▶ WRITTEN PROBLEM
Beneath this task is a listing; retype all of it exactly.

▶ TASK MATERIAL

::::::::

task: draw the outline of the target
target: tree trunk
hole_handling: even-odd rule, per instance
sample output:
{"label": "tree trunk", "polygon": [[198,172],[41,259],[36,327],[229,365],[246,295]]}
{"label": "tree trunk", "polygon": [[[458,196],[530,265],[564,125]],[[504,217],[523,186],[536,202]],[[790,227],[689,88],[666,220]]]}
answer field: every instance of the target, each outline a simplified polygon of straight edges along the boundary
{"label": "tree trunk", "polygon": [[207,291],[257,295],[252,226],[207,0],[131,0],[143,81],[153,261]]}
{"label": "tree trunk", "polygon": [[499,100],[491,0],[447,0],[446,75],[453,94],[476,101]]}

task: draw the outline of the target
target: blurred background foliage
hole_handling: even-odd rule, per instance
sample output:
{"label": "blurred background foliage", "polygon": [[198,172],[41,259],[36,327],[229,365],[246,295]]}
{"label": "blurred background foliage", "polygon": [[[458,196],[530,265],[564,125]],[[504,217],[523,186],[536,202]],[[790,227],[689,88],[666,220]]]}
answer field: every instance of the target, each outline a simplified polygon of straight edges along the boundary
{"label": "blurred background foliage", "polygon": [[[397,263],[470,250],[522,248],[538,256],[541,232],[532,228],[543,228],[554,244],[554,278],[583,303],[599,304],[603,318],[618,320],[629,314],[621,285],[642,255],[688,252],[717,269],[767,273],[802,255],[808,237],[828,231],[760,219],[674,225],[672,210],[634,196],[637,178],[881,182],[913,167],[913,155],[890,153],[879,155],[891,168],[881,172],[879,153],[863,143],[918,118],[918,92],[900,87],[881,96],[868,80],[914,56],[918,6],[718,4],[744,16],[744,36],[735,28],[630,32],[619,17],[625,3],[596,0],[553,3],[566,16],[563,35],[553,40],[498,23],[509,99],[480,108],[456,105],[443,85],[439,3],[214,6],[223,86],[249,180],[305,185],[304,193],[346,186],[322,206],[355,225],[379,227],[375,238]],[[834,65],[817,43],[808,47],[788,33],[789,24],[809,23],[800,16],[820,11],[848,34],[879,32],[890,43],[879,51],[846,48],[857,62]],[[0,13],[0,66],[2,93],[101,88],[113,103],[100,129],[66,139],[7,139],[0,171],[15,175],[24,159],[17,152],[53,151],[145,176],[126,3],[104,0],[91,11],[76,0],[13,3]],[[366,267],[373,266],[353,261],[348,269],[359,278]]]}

::::::::

▶ RESULT
task: draw the outline of the target
target: tree trunk
hole_handling: even-odd rule, per instance
sample output:
{"label": "tree trunk", "polygon": [[198,172],[41,259],[36,327],[229,365],[246,295]]}
{"label": "tree trunk", "polygon": [[[458,196],[530,265],[564,125]],[[504,217],[523,186],[536,202]],[[790,227],[689,88],[666,220]]]}
answer field: every instance of the target, each outline a simplified polygon of straight edges along the boundary
{"label": "tree trunk", "polygon": [[207,291],[257,295],[252,226],[207,0],[131,0],[143,81],[153,261]]}
{"label": "tree trunk", "polygon": [[499,100],[491,0],[447,0],[446,75],[453,94],[476,101]]}

task: draw the outline of the target
target: blurred background foliage
hole_handling: even-odd rule, per instance
sample output:
{"label": "blurred background foliage", "polygon": [[198,172],[41,259],[36,327],[229,365],[246,295]]}
{"label": "blurred background foliage", "polygon": [[[458,196],[530,265],[564,125]],[[504,217],[523,186],[536,202]],[[790,227],[689,88],[666,220]]]}
answer field: every instance of the target, each outline a simplified polygon of straight edges along the boundary
{"label": "blurred background foliage", "polygon": [[[397,263],[470,250],[522,248],[538,256],[541,232],[532,228],[543,228],[554,244],[554,278],[583,303],[599,304],[603,318],[618,320],[629,314],[621,285],[642,255],[688,252],[717,269],[767,273],[802,255],[808,237],[828,231],[760,219],[674,225],[672,210],[634,196],[637,178],[881,182],[913,167],[913,155],[890,153],[879,155],[891,168],[881,172],[879,153],[863,143],[918,118],[918,92],[900,87],[881,96],[868,80],[914,56],[918,6],[718,4],[744,16],[744,36],[735,28],[630,32],[619,17],[625,3],[596,0],[553,3],[566,16],[563,35],[553,40],[498,23],[509,99],[480,108],[456,105],[443,85],[439,3],[214,6],[223,86],[249,180],[305,185],[304,193],[346,186],[322,206],[355,225],[379,227],[375,238]],[[834,65],[817,43],[808,47],[788,33],[789,24],[809,23],[800,16],[820,11],[848,34],[879,32],[890,43],[879,51],[846,48],[857,62]],[[0,13],[0,66],[2,93],[101,88],[113,103],[100,129],[66,139],[7,139],[0,171],[15,175],[24,159],[17,152],[53,151],[145,176],[126,3],[104,0],[91,11],[76,0],[13,3]],[[366,267],[373,266],[353,261],[348,269],[359,278]]]}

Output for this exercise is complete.